(Region pointing data)
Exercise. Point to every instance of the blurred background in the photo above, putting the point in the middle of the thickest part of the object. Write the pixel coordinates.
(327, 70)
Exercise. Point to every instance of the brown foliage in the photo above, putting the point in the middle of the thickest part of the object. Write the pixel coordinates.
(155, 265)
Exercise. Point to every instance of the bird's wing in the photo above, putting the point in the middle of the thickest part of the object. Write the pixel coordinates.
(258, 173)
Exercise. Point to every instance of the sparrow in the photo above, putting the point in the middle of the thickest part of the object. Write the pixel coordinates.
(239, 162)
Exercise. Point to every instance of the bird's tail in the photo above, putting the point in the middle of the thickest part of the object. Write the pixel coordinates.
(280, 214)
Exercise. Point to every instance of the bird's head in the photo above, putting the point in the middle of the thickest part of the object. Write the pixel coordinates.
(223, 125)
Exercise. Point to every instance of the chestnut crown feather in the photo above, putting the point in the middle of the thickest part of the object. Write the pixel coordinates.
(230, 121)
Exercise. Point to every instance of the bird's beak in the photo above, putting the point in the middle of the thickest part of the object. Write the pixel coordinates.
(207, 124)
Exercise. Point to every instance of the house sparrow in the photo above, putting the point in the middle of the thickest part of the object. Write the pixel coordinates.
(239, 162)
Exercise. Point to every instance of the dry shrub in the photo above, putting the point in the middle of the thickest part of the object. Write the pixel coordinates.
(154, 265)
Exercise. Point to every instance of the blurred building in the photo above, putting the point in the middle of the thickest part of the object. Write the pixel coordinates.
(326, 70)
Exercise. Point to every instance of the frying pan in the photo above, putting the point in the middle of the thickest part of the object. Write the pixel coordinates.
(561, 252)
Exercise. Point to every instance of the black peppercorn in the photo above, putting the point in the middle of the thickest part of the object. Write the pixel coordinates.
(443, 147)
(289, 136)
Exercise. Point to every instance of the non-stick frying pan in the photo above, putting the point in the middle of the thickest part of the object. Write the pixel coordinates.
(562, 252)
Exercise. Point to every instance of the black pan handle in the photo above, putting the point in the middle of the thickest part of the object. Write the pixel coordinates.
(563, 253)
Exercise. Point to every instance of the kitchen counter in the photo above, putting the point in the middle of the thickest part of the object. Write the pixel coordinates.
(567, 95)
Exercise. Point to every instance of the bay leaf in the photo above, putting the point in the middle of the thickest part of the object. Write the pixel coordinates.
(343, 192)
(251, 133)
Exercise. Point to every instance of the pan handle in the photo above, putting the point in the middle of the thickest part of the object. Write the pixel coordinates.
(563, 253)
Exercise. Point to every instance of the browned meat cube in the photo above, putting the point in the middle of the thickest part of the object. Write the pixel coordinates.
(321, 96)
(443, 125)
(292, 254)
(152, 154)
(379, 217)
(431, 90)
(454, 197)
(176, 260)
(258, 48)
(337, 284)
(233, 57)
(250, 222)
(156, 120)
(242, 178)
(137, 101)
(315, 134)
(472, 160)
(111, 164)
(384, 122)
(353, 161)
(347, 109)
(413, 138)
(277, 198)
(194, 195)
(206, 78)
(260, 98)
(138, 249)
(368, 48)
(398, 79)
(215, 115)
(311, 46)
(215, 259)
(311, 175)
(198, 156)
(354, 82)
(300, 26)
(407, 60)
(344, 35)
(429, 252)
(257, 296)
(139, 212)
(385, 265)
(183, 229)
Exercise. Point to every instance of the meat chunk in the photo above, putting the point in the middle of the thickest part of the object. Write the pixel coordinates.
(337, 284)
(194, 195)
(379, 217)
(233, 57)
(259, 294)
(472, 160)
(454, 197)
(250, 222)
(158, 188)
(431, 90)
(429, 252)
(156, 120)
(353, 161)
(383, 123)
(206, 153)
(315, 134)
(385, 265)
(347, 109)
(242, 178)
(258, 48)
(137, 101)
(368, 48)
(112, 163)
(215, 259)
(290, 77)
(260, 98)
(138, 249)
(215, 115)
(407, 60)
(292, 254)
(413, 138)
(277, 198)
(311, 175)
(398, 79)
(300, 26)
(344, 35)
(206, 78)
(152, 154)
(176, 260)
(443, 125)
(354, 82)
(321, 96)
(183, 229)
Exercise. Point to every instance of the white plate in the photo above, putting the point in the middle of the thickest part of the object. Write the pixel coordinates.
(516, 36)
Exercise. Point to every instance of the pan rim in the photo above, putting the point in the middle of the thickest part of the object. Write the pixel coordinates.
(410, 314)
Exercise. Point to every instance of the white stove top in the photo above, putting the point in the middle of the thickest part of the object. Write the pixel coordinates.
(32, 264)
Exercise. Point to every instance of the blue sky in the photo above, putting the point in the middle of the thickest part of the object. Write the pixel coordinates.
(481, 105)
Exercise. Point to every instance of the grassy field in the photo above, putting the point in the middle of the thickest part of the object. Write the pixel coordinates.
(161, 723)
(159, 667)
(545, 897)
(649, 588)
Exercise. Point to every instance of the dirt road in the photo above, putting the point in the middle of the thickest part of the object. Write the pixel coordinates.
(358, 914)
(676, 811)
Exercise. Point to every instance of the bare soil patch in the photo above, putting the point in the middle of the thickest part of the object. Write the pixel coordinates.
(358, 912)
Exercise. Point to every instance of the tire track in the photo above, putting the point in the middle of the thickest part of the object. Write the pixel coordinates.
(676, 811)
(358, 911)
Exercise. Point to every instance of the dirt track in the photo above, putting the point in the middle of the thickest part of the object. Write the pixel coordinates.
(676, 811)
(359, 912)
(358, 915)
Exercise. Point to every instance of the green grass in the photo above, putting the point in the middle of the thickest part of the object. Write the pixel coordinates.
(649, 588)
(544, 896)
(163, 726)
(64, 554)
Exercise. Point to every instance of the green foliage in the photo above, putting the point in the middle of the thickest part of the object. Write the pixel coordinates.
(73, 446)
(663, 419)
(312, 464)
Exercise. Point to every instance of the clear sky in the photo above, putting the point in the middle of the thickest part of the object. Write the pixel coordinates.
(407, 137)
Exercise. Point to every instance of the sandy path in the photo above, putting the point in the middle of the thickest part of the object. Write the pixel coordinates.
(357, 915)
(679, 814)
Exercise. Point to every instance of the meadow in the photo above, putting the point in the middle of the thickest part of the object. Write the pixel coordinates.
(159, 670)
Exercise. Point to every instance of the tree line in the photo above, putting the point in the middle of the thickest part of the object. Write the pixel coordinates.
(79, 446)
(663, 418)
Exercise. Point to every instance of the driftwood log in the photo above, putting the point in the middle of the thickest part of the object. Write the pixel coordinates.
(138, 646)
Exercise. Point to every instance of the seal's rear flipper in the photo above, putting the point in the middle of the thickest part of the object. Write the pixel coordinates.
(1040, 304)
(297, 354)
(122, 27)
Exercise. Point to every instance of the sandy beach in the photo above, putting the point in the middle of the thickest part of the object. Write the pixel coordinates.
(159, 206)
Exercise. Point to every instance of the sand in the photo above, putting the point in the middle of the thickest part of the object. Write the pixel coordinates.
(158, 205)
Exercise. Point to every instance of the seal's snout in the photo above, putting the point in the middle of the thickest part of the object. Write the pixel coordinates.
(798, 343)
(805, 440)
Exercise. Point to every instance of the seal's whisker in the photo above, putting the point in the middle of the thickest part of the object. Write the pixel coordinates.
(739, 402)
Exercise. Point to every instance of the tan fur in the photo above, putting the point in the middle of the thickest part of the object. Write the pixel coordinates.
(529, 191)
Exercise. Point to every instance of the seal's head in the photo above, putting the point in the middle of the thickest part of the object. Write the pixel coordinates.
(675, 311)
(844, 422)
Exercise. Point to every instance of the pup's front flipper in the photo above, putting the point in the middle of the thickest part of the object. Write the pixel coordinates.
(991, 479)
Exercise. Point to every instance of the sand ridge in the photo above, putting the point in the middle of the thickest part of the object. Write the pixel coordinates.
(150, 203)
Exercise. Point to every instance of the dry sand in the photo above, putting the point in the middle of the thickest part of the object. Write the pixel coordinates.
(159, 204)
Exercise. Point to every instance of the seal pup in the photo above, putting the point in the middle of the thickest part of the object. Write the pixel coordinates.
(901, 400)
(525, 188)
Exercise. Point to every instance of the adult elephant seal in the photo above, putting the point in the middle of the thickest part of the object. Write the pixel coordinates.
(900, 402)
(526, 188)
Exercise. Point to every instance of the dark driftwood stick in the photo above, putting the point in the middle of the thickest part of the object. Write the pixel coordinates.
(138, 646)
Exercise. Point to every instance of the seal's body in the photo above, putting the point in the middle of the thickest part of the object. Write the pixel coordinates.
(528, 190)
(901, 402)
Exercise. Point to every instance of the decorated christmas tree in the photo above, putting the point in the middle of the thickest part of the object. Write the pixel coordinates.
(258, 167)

= Work required =
Please return exactly the lines from the one containing "Exercise. Point to every instance of the seal's body" through the end of the entries above, adding no other line.

= Solution below =
Exercise. Point to every instance of the seal's body in the photo above, putting the point in the middle of the thickest part of the object. Write the pixel coordinates.
(528, 190)
(901, 402)
Exercise. Point to every instance of the decorated christmas tree in the photo above, putting the point in the middle of the thickest part of the object. Write the pixel coordinates.
(258, 167)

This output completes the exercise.